*TEXT SECTION:*
◆ ◆ ◆ ◆
One year of logging old-growth forests in southwestern British Columbia blows away a year of carbon reductions accomplished by initiatives like the carbon tax.

That’s the finding of a Sierra Club report released today, entitled Carbon at Risk: B.C.’s Unprotected Old-growth Rainforest.

That’s the top of the CP/CBC story – and you can find the same thing elsewhere. In fact I think you should. For a start, missing from the CBC story is any substantive content that they have added – and, even worse in my opinion but common to most news web sites, there isn’t a link to the report. For a better example go to Huffington Post  which has the same CP story but at much greater length, and with an interesting back and forth between Rick Jeffery, Coast Forest Products Association president and Sierra Club spokesman Jens Wieting.  But also no link to the report.

In fact I actually talked to Jens Wieting myself this morning. First of all I did not even know that there is more than one Sierra Club – but I guessed that Sierra Club Canada was probably the source. Wrong, it’s actually the Sierra Club BC. Their web page is actually much more active and has the press release – but that doesn’t link to the report either. Jens sent it to me by email, but you can download it from the publications section. Its a six page pdf but worth a look.

I am not at all an expert in this field, but I have some connection to it. I would have had a job at the Forests Ministry had not the BCGEU “bumping” practices snatched it away from me. I did do quite a bit of research before the interview – and he who did the bumping didn’t have to – so I have been a bit more aware of the issues since.  I have been in BC’s old-growth forests – there’s small patches on the North Shore, but more impressive are Cathedral Grove and Meare’s Island.
◆ ◆ ◆ ◆
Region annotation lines
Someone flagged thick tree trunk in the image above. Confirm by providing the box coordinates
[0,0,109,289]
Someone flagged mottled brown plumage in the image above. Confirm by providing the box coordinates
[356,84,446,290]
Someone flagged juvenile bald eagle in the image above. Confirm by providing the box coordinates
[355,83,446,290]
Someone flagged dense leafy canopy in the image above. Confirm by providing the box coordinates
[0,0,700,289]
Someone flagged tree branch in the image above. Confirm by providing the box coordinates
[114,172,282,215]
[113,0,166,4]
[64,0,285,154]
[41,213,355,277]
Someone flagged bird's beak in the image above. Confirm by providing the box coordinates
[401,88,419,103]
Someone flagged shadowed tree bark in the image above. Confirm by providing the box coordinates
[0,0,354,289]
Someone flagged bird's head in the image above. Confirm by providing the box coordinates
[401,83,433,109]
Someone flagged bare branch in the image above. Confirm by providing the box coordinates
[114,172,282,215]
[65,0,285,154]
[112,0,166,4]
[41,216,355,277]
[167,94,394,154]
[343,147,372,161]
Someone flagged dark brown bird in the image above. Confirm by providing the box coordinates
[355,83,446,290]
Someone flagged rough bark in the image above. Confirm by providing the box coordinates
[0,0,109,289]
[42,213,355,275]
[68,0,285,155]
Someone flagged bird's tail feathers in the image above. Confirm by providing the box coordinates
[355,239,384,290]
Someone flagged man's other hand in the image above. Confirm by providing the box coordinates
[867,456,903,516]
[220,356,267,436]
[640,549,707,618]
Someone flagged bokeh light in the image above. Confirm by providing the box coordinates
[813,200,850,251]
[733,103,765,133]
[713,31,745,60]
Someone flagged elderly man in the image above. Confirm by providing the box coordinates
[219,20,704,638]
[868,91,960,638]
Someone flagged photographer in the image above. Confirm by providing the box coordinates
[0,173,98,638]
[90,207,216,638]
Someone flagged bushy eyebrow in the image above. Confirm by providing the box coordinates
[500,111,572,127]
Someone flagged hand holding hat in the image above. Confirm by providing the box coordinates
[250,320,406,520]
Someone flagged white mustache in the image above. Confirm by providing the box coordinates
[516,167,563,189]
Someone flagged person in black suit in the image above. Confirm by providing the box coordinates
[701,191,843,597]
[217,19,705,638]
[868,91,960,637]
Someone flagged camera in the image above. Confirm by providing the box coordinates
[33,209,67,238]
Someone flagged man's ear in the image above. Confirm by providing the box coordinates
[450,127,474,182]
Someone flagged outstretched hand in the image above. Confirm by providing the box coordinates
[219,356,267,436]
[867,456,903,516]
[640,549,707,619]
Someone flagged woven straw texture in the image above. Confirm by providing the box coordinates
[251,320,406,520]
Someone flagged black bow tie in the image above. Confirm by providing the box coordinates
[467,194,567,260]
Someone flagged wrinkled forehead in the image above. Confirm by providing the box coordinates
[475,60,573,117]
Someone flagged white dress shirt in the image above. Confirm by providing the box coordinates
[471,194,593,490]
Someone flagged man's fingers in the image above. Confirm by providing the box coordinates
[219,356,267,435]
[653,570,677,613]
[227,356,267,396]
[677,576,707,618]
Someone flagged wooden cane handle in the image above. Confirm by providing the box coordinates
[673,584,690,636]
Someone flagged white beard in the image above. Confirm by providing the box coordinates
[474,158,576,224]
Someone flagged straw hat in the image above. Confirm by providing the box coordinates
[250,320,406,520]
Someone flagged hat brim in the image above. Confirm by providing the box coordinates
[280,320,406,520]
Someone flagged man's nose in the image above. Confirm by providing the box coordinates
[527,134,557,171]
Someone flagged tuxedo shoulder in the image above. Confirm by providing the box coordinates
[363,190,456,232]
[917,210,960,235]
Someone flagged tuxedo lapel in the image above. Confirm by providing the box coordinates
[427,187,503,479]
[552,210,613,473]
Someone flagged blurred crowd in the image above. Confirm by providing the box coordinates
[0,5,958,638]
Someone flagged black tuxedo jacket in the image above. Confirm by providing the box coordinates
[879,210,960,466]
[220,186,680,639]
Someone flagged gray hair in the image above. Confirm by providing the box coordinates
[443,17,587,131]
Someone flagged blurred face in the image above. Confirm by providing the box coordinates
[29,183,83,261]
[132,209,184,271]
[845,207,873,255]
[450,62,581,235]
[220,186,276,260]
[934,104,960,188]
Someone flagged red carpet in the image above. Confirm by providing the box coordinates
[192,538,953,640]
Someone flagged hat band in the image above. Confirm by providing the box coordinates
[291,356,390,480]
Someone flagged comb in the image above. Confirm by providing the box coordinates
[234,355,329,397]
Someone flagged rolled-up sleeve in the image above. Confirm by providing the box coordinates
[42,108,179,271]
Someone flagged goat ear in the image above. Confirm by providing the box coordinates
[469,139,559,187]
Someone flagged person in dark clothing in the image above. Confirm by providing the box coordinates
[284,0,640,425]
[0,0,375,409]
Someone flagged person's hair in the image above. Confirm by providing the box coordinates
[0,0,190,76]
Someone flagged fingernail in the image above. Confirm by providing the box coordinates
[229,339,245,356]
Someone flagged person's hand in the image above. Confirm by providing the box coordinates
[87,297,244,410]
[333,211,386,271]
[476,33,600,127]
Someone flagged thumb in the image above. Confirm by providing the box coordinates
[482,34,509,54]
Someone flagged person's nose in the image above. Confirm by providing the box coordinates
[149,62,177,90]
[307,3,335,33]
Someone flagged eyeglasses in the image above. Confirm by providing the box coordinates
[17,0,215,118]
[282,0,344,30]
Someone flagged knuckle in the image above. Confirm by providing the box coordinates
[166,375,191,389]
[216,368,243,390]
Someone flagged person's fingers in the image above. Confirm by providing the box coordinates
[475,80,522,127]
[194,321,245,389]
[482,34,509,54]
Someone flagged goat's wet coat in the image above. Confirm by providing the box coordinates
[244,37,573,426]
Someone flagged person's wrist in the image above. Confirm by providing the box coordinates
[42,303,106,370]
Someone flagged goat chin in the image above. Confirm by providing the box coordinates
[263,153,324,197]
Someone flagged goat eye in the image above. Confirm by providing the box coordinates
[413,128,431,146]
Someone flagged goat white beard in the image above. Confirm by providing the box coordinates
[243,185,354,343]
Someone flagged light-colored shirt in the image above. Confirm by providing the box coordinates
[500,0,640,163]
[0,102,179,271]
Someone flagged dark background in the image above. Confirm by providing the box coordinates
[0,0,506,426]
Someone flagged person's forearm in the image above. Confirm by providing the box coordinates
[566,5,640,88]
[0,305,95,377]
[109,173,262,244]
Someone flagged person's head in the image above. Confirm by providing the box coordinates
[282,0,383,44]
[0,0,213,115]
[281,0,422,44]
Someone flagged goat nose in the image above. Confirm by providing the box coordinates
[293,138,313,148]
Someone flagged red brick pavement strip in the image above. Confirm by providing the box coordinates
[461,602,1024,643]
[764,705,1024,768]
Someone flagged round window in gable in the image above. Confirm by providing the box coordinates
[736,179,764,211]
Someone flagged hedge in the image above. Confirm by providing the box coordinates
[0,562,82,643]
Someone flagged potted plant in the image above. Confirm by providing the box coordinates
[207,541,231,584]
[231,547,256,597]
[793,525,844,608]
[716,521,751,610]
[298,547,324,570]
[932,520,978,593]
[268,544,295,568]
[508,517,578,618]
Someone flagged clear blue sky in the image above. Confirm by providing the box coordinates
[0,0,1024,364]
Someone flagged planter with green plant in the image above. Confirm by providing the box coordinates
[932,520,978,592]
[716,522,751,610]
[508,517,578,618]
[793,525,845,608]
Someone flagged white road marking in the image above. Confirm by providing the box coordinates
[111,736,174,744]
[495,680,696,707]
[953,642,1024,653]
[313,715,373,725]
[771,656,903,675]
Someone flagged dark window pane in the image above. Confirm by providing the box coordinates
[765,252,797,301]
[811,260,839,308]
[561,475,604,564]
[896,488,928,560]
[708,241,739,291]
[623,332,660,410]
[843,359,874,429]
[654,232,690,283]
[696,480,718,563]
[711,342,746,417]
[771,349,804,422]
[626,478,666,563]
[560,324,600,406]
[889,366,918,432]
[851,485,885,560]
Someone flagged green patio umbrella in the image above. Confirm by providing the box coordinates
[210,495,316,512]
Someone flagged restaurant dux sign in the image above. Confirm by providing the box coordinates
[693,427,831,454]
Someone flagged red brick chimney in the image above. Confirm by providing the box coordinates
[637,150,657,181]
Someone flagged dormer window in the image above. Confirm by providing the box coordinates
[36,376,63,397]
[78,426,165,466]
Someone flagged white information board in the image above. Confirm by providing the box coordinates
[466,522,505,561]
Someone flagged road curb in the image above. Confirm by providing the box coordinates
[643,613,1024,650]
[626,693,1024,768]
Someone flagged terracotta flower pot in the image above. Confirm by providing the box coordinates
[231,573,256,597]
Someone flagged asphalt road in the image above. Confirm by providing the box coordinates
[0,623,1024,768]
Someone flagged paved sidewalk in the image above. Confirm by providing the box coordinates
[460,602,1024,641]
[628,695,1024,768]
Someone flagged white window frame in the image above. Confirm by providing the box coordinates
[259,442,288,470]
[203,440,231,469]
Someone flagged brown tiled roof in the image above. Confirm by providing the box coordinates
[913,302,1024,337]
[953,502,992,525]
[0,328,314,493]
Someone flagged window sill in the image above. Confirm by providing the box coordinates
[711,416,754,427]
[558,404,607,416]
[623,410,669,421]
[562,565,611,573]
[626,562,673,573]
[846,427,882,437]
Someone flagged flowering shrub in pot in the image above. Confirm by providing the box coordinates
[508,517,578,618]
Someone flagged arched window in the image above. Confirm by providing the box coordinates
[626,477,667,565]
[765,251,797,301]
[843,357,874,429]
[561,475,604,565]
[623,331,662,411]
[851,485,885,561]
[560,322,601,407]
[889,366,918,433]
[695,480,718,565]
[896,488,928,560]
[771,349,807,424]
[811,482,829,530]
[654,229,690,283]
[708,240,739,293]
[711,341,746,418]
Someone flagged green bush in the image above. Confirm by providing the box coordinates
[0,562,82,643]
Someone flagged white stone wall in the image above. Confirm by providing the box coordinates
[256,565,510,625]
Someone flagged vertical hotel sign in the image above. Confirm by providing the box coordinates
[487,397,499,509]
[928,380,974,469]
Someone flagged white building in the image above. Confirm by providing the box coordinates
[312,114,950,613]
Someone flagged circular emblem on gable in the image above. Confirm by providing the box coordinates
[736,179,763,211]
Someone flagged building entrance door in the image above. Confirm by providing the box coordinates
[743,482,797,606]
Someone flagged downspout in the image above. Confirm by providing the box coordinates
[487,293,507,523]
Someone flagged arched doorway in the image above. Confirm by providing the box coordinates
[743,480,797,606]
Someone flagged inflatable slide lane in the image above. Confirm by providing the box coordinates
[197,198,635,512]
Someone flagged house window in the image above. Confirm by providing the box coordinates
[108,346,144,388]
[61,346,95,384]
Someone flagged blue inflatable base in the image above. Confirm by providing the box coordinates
◆ ◆ ◆ ◆
*TASKS FOR THIS EXERCISE:*
1. Answer these questions from the old-growth logging text:
(a) What is the full title of the report?
(b) Which Sierra Club put out the report?
(c) How many pages long is the report's pdf?
2. Quote the old-growth logging text word for word, starting at "That’s the finding" and ending at "no link to the report.".
The lines above play no part in this work.

*RESPONSES PER TASK:*
1.
(a) Carbon at Risk: B.C.’s Unprotected Old-growth Rainforest
(b) Sierra Club BC
(c) Six pages

2.
That’s the finding of a Sierra Club report released today, entitled Carbon at Risk: B.C.’s Unprotected Old-growth Rainforest.

That’s the top of the CP/CBC story – and you can find the same thing elsewhere. In fact I think you should. For a start, missing from the CBC story is any substantive content that they have added – and, even worse in my opinion but common to most news web sites, there isn’t a link to the report. For a better example go to Huffington Post  which has the same CP story but at much greater length, and with an interesting back and forth between Rick Jeffery, Coast Forest Products Association president and Sierra Club spokesman Jens Wieting.  But also no link to the report.